PASSAGE PROVIDED:
· · ·
A battle, by the way, that only the five hundred or so incessant “U-C! L-A!” chanters in the stands legitimately thought was possible.
Gonzaga was favored by 14. After Baylor took care of Houston earlier in the evening, most of us spent Miley Cyrus’ between-games concert peeking ahead to the presumed clash of No. 1 seeds on Monday night.
But someone forgot to tell UCLA that it was only here to be the next sacrificial lamb on Gonzaga’s undefeated rampage to the title game.
Johnny Juzang continued his outstanding tournament with 29 points for the Bruins. Tyger Campbell only made six field goals, but it felt like at least twice that many, as each one came at a juncture when UCLA desperately needed a momentum-shifting bucket. And Cody Riley must have made more mid-range jumpers tonight than he did in his past 15 games combined.
It wasn’t just Riley, either. Juzang and Jaime Jaquez Jr. were both lethal on the 15-foot shots that went out of style in college hoops a long time ago. The Bruins shot 61.9 percent on two-point attempts, and most of them were from distances that analytics would deem to be “low percentage shots.”
· · ·
DATA EXCERPTS:
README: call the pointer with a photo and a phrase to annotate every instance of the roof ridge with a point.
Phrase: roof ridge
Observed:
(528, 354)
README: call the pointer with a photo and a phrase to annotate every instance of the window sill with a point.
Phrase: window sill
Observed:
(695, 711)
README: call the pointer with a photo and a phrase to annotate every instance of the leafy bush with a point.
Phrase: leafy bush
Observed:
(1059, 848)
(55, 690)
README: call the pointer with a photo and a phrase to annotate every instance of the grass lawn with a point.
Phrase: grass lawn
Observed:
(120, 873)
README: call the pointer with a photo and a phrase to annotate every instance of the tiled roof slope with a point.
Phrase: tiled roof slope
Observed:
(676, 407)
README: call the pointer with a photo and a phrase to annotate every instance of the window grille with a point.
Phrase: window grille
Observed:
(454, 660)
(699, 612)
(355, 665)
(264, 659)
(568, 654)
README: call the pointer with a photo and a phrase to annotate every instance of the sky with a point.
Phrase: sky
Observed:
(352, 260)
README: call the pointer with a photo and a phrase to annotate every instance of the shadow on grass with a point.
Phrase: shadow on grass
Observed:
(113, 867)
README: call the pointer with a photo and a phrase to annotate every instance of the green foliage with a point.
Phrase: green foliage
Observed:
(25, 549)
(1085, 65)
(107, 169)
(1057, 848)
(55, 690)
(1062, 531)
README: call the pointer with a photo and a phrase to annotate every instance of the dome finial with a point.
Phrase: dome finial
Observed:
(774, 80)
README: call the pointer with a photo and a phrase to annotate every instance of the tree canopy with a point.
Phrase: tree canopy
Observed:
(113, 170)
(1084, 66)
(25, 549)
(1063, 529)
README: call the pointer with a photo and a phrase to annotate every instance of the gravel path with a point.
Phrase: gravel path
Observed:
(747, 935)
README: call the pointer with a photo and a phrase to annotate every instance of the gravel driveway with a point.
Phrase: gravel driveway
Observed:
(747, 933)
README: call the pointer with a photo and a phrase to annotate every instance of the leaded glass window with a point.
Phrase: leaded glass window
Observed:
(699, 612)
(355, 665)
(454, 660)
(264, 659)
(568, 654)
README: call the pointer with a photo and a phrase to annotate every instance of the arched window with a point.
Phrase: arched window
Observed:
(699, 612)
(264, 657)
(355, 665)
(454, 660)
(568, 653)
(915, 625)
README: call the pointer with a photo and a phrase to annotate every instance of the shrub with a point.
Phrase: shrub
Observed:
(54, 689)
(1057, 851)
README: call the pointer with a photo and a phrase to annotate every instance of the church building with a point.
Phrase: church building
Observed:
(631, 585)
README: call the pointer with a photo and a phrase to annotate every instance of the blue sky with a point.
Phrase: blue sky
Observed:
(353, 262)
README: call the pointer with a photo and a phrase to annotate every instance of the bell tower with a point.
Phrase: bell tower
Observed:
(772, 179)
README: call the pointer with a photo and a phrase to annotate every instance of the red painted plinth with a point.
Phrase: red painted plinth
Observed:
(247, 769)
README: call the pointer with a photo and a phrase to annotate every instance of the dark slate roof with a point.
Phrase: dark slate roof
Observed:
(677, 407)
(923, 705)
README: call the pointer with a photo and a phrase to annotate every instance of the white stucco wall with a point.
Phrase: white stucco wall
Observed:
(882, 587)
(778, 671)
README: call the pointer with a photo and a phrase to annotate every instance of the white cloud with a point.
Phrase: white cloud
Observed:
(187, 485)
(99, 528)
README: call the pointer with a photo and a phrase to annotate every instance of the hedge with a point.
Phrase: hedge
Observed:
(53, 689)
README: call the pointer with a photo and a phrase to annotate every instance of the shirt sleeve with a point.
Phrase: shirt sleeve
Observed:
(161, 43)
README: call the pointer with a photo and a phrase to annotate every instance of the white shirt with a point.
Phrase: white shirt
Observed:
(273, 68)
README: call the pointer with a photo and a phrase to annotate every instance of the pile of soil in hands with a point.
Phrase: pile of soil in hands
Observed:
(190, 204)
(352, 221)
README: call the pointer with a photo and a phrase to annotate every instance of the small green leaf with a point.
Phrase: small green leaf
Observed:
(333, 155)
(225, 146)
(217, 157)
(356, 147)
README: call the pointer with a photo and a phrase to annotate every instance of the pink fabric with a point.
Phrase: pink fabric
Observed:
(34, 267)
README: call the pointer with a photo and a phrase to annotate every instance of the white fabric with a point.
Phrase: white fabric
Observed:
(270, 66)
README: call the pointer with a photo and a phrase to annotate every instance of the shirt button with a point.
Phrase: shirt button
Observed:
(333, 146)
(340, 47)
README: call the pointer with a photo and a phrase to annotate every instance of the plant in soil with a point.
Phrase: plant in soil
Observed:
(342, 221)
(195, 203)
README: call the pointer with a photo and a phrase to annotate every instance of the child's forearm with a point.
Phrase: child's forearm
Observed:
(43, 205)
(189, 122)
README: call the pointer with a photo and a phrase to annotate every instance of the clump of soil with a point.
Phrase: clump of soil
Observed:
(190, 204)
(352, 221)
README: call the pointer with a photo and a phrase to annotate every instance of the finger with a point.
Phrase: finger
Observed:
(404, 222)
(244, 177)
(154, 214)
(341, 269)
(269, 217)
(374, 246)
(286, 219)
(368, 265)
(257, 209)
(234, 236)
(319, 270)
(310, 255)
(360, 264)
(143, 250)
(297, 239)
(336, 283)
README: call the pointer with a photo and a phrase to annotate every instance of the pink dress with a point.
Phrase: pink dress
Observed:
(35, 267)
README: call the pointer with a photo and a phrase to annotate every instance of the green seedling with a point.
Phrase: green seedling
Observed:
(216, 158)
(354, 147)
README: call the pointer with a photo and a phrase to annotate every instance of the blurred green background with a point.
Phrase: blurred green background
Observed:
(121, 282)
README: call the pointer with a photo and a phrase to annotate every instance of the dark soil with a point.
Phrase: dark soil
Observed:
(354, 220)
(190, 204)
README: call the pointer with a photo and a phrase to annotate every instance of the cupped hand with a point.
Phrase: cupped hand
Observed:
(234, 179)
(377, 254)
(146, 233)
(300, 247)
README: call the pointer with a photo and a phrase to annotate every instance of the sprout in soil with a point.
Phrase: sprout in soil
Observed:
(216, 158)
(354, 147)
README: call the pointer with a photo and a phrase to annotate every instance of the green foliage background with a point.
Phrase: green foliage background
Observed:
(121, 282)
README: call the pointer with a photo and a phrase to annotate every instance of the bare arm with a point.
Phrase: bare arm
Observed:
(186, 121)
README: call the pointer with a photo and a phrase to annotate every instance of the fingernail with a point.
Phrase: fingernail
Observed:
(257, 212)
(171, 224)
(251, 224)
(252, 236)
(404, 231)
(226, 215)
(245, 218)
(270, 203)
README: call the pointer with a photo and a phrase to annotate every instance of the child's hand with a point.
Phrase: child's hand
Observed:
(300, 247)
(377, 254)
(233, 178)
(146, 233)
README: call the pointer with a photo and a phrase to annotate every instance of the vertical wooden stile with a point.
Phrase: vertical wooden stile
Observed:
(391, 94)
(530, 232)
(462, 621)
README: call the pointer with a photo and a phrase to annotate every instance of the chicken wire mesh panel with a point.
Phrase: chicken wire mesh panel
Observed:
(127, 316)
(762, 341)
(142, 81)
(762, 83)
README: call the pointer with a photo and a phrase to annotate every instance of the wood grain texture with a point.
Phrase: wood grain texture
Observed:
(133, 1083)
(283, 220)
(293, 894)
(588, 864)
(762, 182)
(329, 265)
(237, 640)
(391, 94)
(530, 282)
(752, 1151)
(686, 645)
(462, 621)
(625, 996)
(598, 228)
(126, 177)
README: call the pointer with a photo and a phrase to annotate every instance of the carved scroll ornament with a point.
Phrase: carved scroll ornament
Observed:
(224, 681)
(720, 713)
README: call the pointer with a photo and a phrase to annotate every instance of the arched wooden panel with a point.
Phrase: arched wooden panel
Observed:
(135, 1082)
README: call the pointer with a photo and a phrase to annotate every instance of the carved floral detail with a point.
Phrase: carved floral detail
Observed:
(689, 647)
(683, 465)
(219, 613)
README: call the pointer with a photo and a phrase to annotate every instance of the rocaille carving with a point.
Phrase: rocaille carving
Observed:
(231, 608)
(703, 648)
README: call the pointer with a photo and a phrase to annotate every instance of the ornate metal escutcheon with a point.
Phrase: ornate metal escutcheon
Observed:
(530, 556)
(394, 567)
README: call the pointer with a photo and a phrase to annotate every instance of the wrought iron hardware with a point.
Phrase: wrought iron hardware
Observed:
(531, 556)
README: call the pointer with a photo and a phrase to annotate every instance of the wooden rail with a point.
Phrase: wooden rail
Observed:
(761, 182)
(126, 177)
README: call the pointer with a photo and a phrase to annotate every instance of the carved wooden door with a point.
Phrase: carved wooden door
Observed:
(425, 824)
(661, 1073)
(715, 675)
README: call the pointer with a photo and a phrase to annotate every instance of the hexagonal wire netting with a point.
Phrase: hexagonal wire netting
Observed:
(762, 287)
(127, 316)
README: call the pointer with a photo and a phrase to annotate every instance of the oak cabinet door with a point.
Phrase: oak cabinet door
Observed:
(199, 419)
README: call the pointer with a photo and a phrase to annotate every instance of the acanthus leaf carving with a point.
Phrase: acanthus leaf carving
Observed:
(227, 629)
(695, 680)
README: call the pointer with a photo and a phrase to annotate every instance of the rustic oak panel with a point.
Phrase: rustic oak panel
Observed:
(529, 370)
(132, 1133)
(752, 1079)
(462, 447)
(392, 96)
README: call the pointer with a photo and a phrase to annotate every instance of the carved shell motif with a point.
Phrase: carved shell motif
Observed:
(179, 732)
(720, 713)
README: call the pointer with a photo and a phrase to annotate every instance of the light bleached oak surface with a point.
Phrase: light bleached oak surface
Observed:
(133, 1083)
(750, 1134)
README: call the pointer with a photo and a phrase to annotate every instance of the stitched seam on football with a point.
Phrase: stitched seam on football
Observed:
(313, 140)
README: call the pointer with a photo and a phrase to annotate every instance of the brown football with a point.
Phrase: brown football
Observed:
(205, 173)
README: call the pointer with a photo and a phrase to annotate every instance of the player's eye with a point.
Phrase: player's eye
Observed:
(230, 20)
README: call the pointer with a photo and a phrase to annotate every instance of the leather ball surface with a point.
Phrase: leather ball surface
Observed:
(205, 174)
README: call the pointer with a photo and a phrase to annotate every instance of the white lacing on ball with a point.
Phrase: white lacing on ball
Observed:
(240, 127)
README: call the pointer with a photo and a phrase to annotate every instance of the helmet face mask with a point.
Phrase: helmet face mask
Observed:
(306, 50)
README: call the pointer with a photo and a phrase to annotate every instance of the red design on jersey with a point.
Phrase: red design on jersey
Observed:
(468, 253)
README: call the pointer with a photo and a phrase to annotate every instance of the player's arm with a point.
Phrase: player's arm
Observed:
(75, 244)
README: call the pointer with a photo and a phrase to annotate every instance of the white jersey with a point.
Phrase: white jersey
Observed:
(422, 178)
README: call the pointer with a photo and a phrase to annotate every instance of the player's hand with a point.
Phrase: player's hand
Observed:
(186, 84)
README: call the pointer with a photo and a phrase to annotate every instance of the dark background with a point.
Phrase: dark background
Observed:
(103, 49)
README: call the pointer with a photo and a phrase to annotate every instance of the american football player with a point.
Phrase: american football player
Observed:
· · ·
WHAT TO DO:
A - Translate this sentence from the basketball passage into Spanish: "Johnny Juzang continued his outstanding tournament with 29 points for the Bruins."
B - Repeat the stretch of the basketball passage from "Gonzaga was favored" through "on Monday night.", word for word.
The data is not needed here.

SOLUTIONS TO THE EXERCISE:
A - Johnny Juzang continuó su destacado torneo con 29 puntos para los Bruins.

B -
Gonzaga was favored by 14. After Baylor took care of Houston earlier in the evening, most of us spent Miley Cyrus’ between-games concert peeking ahead to the presumed clash of No. 1 seeds on Monday night.